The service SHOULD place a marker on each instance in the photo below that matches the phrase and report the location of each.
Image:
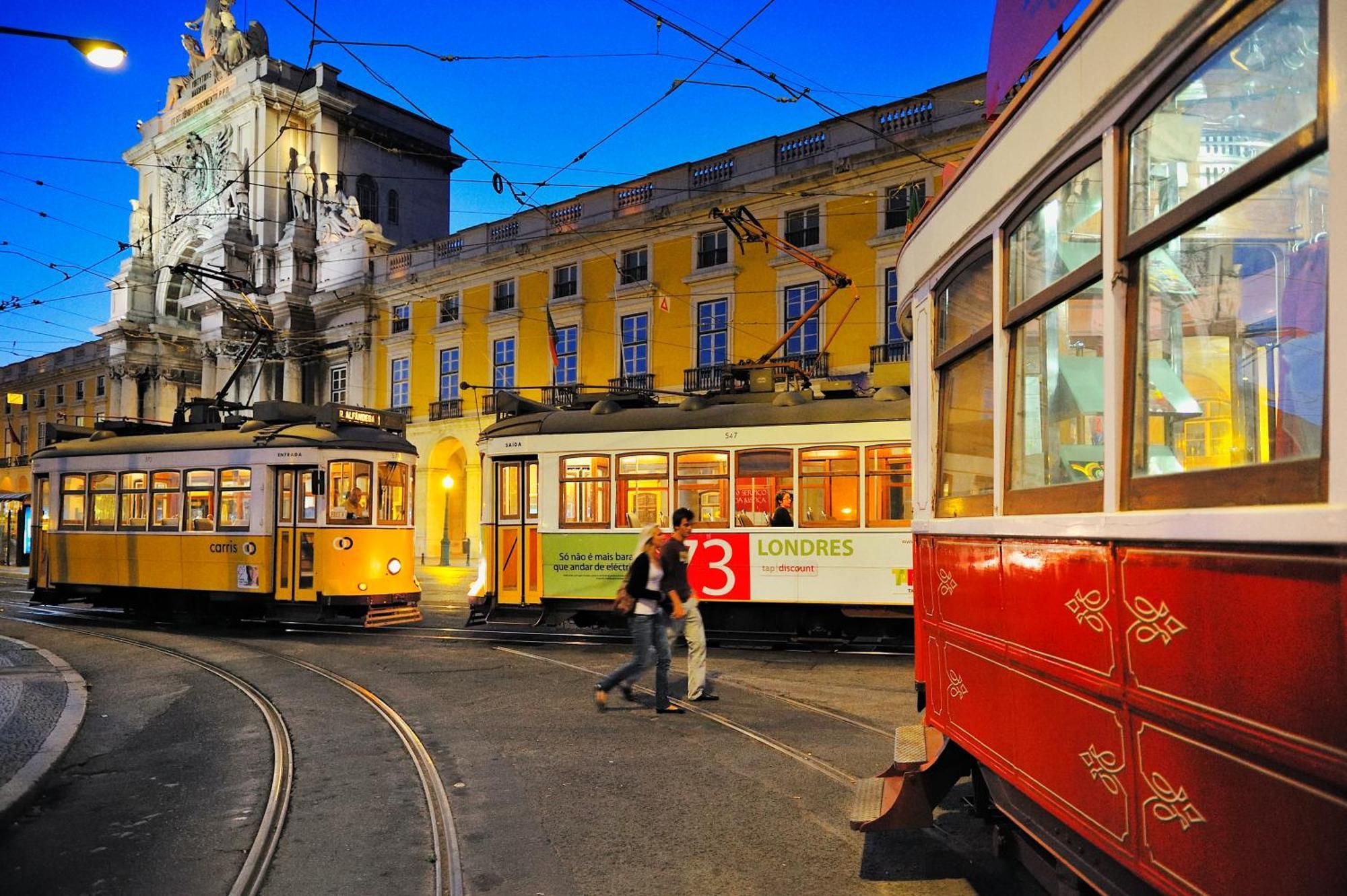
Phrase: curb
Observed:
(21, 790)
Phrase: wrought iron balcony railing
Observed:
(447, 409)
(632, 382)
(887, 351)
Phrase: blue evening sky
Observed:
(530, 117)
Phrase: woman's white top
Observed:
(653, 583)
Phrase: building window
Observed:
(798, 300)
(636, 346)
(892, 334)
(713, 334)
(337, 385)
(903, 203)
(367, 195)
(568, 357)
(713, 248)
(566, 281)
(503, 364)
(401, 394)
(448, 374)
(449, 308)
(802, 226)
(636, 265)
(402, 320)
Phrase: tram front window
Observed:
(643, 489)
(393, 494)
(704, 485)
(1233, 326)
(348, 491)
(585, 491)
(201, 501)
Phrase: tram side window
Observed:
(165, 499)
(235, 498)
(348, 491)
(643, 490)
(103, 499)
(72, 501)
(393, 494)
(964, 368)
(135, 502)
(759, 477)
(702, 485)
(888, 486)
(201, 501)
(585, 491)
(830, 487)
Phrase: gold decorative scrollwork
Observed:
(1171, 804)
(957, 687)
(1088, 609)
(1104, 767)
(948, 583)
(1152, 622)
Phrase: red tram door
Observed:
(297, 530)
(517, 549)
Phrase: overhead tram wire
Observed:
(658, 100)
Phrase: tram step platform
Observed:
(379, 617)
(906, 794)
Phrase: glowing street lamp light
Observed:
(448, 482)
(106, 54)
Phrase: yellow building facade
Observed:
(647, 291)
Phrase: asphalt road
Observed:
(164, 786)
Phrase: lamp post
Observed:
(448, 482)
(106, 54)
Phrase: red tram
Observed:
(1129, 479)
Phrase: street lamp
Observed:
(106, 54)
(448, 482)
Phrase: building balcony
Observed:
(448, 409)
(561, 396)
(632, 382)
(708, 378)
(890, 351)
(814, 364)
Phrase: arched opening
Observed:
(447, 502)
(367, 194)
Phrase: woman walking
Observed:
(647, 622)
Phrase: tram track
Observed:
(449, 878)
(257, 863)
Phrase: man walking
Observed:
(674, 560)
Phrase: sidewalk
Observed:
(42, 703)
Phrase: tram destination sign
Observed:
(793, 567)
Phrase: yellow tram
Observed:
(296, 513)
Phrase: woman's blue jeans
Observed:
(647, 638)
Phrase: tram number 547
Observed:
(719, 567)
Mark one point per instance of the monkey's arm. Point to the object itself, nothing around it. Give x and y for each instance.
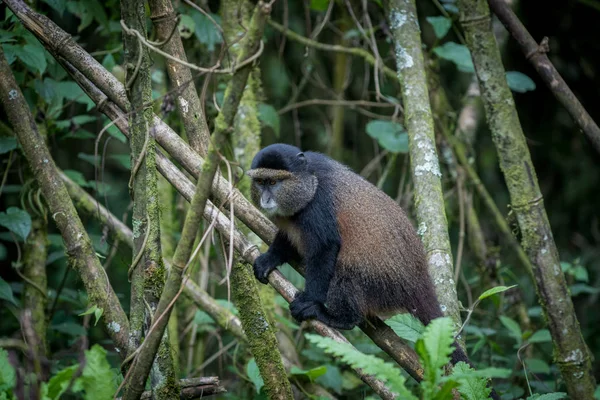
(281, 251)
(322, 242)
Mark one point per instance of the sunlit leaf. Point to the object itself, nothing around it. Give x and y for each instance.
(17, 221)
(391, 135)
(206, 31)
(311, 374)
(541, 336)
(441, 25)
(492, 291)
(254, 375)
(6, 292)
(519, 82)
(7, 144)
(268, 117)
(457, 53)
(513, 328)
(406, 326)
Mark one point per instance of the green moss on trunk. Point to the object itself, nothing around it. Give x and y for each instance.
(260, 334)
(35, 297)
(148, 276)
(418, 119)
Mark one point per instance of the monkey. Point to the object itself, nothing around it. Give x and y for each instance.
(362, 255)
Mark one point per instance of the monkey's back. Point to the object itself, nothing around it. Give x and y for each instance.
(381, 254)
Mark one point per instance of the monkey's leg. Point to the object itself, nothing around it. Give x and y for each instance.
(343, 311)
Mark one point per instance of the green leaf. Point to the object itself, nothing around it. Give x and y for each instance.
(58, 5)
(17, 221)
(116, 133)
(203, 320)
(519, 82)
(83, 119)
(71, 91)
(319, 5)
(457, 53)
(580, 288)
(6, 292)
(406, 326)
(370, 364)
(268, 117)
(59, 382)
(311, 374)
(186, 26)
(76, 177)
(254, 375)
(492, 291)
(441, 25)
(33, 57)
(492, 372)
(541, 336)
(206, 32)
(109, 62)
(69, 328)
(8, 377)
(7, 144)
(451, 8)
(97, 378)
(445, 392)
(332, 378)
(94, 160)
(434, 348)
(471, 387)
(81, 134)
(513, 328)
(95, 310)
(390, 135)
(537, 366)
(548, 396)
(581, 274)
(124, 160)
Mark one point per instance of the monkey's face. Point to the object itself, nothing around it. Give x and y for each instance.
(281, 193)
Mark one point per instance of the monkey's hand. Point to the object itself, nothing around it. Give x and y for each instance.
(263, 265)
(305, 307)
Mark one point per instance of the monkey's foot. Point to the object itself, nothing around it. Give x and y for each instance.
(303, 307)
(263, 265)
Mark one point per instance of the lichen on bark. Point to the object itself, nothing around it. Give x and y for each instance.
(570, 350)
(418, 119)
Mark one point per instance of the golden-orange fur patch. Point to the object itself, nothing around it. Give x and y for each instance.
(269, 173)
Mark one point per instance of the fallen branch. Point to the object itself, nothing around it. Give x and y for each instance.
(536, 54)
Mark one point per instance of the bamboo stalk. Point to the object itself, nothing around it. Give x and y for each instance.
(570, 350)
(418, 119)
(77, 242)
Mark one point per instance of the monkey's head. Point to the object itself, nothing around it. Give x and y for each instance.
(282, 184)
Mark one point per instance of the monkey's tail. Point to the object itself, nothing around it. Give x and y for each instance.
(459, 355)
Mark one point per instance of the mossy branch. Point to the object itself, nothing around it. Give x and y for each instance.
(183, 251)
(221, 315)
(190, 109)
(77, 242)
(355, 51)
(418, 119)
(570, 350)
(148, 274)
(192, 162)
(536, 54)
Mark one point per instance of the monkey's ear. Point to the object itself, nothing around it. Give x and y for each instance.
(301, 159)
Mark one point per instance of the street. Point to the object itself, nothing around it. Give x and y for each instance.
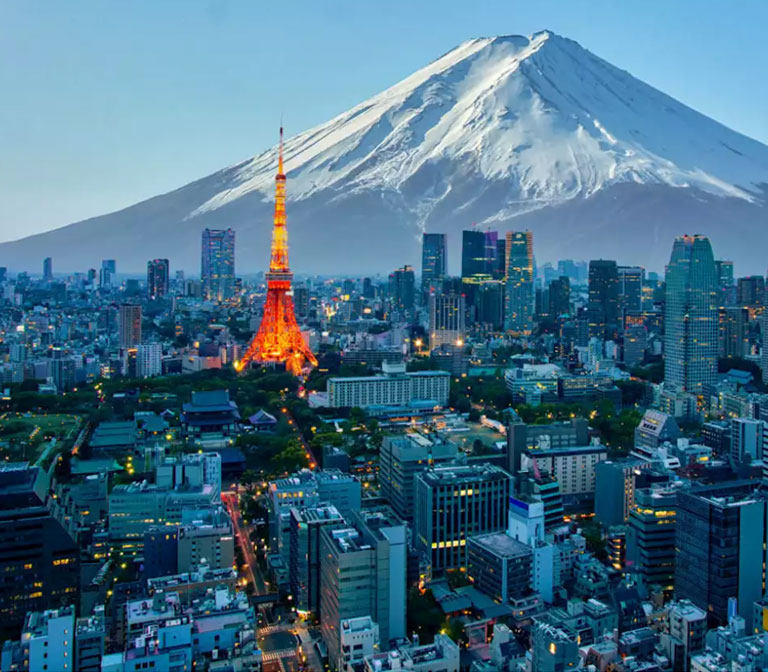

-*-

THE EXERCISE => Find every line in the entries above that contains the word "leaf", and copy each of those lines in full. Case matters when matching.

SOLUTION =>
Mark one point per instance of the sunlit leaf. Point to the object itself, nothing around it. Give x and y for each instance.
Mark one point per instance of the green leaf. Point to the object itself, nothing around it. Give x and y for each instance.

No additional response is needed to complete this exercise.